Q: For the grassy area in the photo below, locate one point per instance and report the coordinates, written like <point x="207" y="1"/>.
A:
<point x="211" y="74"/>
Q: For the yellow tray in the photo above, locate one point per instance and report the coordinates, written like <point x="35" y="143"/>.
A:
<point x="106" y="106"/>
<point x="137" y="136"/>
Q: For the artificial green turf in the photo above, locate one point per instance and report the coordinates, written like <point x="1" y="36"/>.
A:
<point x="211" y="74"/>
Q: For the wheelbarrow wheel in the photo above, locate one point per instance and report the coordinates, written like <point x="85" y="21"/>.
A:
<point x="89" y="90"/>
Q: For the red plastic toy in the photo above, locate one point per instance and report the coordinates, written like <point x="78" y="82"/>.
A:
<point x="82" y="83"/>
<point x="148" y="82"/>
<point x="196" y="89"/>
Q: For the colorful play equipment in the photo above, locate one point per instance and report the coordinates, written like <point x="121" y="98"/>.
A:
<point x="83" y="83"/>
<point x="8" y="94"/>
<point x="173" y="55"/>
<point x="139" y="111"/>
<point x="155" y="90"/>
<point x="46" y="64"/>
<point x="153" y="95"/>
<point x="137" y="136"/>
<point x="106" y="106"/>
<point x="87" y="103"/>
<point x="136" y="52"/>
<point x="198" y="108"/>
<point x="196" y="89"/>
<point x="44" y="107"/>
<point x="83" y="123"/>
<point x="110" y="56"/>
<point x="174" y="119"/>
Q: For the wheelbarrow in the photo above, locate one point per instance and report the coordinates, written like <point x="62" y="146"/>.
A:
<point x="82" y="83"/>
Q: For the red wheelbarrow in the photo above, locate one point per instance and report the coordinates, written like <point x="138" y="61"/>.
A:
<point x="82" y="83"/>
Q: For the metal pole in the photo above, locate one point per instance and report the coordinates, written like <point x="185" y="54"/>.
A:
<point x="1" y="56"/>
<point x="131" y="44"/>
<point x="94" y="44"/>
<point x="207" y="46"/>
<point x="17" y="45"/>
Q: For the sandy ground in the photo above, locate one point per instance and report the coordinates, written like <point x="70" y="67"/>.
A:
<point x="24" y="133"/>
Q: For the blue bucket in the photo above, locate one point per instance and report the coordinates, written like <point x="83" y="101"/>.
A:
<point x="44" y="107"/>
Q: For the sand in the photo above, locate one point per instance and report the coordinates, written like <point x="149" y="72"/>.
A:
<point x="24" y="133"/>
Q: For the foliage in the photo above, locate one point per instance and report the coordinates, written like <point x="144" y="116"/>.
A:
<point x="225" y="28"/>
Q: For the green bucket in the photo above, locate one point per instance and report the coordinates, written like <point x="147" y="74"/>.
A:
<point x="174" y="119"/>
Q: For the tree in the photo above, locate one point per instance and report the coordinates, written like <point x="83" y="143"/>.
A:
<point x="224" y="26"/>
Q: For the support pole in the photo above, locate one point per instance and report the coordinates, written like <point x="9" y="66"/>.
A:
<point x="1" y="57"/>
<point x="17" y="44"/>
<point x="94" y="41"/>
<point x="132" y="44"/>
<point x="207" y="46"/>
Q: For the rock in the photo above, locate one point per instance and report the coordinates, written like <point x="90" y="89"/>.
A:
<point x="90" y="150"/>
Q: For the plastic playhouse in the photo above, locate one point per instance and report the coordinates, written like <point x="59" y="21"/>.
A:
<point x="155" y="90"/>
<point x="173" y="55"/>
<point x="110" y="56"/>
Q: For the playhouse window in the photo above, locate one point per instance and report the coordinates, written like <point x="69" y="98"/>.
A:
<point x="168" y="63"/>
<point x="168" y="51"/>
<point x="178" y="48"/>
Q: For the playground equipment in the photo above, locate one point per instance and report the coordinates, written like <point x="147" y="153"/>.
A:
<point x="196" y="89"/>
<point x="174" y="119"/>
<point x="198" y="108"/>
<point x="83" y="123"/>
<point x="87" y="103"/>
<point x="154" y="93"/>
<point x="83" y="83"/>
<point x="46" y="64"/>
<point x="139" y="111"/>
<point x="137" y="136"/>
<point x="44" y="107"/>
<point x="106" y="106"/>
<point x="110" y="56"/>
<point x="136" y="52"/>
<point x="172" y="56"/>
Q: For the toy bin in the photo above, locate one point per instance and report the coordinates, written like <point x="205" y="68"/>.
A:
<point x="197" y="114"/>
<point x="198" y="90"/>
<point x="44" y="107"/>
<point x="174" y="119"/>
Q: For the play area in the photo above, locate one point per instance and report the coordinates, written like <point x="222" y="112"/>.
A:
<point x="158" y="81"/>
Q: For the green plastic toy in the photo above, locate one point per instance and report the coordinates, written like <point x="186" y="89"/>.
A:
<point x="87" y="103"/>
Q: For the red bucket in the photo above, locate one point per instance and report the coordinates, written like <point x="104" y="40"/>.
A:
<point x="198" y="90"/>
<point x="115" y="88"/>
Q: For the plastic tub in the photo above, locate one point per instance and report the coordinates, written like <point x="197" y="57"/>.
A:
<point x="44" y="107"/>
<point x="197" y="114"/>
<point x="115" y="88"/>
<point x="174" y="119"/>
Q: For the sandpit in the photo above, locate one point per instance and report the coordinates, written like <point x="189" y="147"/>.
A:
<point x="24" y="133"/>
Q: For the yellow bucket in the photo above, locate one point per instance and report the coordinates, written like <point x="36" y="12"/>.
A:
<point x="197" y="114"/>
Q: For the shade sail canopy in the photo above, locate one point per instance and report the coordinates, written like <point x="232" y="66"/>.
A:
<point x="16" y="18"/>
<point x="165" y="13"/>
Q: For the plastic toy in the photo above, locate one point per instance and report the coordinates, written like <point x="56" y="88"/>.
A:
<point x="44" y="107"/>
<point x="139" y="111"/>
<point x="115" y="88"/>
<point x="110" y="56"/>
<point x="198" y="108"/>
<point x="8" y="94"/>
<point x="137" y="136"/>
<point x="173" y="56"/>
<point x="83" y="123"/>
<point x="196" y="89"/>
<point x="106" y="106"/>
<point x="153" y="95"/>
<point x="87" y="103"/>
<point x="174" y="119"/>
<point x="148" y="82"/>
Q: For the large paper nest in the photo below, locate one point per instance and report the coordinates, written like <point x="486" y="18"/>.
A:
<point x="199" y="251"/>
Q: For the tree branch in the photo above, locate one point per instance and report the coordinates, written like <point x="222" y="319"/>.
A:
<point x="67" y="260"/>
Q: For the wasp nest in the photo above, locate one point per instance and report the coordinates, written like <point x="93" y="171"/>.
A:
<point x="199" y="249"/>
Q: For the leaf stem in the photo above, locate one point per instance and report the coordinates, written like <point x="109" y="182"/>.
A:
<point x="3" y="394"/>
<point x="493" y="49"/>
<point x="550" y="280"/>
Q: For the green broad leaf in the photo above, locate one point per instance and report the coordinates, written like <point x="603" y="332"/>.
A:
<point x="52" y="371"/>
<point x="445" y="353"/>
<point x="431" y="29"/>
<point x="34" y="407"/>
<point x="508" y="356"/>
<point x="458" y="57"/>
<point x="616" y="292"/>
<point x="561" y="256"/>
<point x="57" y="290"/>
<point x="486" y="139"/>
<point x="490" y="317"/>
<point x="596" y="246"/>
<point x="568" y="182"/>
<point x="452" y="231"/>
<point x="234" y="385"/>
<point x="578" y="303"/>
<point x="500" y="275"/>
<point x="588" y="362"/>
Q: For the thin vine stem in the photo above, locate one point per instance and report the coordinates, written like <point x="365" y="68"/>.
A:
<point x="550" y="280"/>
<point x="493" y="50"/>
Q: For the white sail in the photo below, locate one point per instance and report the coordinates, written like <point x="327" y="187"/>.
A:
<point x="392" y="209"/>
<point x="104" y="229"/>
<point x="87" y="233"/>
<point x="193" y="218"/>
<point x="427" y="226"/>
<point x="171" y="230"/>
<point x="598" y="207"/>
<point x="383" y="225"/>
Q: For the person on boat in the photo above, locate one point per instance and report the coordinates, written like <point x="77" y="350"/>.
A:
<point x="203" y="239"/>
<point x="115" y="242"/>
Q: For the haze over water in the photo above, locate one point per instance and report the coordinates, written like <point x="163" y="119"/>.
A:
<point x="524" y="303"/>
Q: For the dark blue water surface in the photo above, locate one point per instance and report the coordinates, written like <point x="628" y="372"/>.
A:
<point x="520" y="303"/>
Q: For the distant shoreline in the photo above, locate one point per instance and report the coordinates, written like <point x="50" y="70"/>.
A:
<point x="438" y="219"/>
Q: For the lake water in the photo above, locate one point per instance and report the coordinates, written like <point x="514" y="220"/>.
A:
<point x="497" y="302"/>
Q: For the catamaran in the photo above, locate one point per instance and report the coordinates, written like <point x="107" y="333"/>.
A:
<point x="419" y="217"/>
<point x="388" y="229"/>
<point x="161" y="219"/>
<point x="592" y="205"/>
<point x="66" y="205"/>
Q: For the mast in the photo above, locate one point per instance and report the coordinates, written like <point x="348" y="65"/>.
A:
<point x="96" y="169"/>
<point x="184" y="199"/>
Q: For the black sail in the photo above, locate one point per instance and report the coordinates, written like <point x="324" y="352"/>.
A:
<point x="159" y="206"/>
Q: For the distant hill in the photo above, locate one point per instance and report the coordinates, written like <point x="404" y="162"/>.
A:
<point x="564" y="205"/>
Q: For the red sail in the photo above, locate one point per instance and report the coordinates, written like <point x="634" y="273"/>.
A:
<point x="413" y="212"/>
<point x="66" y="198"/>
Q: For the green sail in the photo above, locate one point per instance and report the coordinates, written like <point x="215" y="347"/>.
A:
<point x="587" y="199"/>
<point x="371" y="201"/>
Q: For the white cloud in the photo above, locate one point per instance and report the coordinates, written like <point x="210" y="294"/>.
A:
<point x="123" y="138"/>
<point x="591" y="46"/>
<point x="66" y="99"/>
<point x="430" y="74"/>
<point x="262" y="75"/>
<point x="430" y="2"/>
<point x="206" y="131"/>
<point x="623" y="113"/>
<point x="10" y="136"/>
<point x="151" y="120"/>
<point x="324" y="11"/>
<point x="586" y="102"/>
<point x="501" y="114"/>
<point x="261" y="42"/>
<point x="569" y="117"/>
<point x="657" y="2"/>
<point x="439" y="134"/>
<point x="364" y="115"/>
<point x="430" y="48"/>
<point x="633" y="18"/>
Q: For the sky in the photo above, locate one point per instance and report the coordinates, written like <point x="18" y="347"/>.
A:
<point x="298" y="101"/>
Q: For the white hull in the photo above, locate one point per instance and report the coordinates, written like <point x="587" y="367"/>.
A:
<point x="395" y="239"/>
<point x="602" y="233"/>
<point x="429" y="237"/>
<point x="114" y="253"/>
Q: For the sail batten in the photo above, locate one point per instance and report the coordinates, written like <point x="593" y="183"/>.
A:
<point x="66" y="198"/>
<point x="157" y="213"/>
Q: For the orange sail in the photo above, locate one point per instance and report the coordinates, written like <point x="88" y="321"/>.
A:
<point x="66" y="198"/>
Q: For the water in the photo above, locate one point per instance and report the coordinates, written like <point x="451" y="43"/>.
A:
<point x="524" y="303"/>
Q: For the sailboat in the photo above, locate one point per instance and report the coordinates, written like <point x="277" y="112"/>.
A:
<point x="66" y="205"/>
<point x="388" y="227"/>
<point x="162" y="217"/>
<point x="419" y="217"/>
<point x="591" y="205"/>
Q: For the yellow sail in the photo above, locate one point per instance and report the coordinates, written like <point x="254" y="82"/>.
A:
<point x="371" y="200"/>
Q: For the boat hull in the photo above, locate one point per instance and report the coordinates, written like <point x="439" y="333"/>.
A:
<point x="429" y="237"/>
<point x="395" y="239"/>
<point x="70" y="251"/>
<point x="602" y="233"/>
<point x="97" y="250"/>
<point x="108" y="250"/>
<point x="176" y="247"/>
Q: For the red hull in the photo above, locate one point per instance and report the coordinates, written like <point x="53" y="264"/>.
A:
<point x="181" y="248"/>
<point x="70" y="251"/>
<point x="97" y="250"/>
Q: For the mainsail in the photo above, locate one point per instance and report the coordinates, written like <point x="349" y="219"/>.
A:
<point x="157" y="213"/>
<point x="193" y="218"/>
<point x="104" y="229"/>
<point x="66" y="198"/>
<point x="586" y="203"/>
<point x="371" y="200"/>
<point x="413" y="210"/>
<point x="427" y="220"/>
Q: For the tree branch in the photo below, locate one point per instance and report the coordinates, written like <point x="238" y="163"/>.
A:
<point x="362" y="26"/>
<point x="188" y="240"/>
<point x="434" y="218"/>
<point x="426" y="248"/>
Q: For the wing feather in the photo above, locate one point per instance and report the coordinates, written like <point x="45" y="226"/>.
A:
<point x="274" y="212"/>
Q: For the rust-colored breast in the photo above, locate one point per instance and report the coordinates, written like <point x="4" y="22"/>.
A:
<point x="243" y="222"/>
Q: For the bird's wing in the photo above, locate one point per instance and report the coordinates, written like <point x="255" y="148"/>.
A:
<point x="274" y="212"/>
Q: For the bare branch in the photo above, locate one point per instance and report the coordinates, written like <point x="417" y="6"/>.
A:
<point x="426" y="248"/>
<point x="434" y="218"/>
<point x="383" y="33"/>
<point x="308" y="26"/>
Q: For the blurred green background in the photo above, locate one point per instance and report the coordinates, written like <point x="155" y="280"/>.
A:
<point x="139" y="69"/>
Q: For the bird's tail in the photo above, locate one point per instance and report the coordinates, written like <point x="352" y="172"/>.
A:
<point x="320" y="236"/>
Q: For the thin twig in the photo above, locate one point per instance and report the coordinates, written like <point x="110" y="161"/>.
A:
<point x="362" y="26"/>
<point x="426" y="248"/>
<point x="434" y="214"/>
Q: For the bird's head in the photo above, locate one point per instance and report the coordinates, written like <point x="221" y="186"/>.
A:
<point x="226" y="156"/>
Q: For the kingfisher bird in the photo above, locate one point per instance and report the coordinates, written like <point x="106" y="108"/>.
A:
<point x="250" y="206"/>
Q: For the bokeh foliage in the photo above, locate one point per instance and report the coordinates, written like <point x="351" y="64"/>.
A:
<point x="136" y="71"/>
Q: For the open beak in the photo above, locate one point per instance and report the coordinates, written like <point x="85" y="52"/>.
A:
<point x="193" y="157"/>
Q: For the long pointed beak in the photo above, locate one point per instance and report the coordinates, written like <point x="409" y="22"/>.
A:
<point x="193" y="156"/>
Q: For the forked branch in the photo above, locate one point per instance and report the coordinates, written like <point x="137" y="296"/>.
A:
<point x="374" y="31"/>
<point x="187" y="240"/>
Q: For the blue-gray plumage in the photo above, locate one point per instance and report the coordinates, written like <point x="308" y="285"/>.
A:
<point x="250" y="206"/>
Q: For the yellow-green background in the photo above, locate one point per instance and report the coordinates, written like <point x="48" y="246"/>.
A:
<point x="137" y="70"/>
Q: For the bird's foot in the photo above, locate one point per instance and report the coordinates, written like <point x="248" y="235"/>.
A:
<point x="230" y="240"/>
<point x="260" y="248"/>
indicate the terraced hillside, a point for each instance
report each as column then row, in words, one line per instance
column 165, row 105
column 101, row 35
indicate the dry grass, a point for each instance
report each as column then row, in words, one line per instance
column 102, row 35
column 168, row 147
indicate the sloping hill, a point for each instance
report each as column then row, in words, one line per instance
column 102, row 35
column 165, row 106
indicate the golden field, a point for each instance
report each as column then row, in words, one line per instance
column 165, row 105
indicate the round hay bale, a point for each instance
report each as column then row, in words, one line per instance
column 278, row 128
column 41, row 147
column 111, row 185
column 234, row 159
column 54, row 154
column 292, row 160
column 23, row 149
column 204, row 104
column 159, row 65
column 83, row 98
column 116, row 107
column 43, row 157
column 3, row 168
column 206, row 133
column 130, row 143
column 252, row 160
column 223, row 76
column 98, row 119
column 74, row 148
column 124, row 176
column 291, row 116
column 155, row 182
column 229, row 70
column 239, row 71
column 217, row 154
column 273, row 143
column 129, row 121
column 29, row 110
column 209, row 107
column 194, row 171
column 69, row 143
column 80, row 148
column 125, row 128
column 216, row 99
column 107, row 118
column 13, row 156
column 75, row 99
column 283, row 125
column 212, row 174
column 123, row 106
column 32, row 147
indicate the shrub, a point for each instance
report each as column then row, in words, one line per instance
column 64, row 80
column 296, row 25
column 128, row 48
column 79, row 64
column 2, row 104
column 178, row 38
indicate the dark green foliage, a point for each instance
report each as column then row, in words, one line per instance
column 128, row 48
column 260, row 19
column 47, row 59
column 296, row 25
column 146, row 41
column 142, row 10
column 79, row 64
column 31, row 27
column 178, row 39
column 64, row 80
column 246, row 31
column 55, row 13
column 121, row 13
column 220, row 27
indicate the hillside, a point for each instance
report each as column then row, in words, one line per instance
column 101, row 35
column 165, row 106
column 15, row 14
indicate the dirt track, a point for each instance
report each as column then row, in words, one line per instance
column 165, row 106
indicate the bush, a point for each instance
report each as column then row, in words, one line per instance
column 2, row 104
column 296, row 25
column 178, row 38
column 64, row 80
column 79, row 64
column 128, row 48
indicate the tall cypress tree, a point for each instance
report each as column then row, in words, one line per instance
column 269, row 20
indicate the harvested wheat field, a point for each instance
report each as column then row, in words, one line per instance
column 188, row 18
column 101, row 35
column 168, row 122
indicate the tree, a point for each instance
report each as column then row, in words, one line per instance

· · · · ·

• **What is expected**
Give back the lines above exactly, from the one with "indicate the shrub, a point for each instance" through the last line.

• **Reply**
indicate the shrub, a point for each instance
report each as column then row, in words, one line per instance
column 64, row 80
column 296, row 25
column 128, row 48
column 79, row 64
column 2, row 104
column 178, row 38
indicate the dark green foliage, a point for each instance
report each as column then row, in words, one line per instance
column 128, row 48
column 260, row 19
column 47, row 59
column 296, row 25
column 146, row 41
column 142, row 10
column 79, row 64
column 31, row 27
column 178, row 39
column 64, row 80
column 246, row 31
column 55, row 13
column 121, row 13
column 220, row 27
indicate the hillside, a point for each instance
report each as column then row, in words, one line per instance
column 101, row 35
column 165, row 106
column 15, row 14
indicate the dirt track, a point for each instance
report each as column then row, in words, one line per instance
column 165, row 106
indicate the bush, a point for each instance
report each as column then row, in words, one line per instance
column 2, row 104
column 296, row 25
column 178, row 38
column 64, row 80
column 79, row 64
column 128, row 48
indicate the tall cypress tree, a point for each instance
report each as column then row, in words, one line per instance
column 269, row 20
indicate the harvested wheat field, a point for each instance
report each as column then row, in words, one line per instance
column 188, row 18
column 101, row 35
column 168, row 122
indicate the tree, a point for each instance
report each as column then row, in words, one line per instance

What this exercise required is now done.